* WORK REQUIRED: Can you change "white" to "beige" throughout the records below and write them out again, otherwise unchanged and without the pictures?
===== DATA EXTRACT
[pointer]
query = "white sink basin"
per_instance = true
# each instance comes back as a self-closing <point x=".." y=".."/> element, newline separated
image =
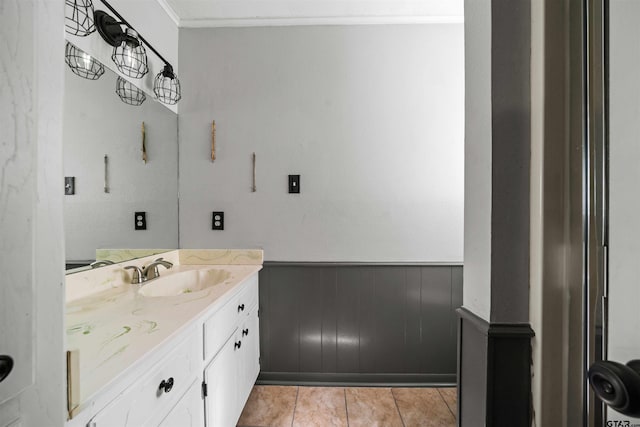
==========
* WRITTEN RESPONSE:
[pointer]
query = "beige sink basin"
per_instance = true
# each instance comes back as a self-closing <point x=".." y=".."/> element, newline separated
image =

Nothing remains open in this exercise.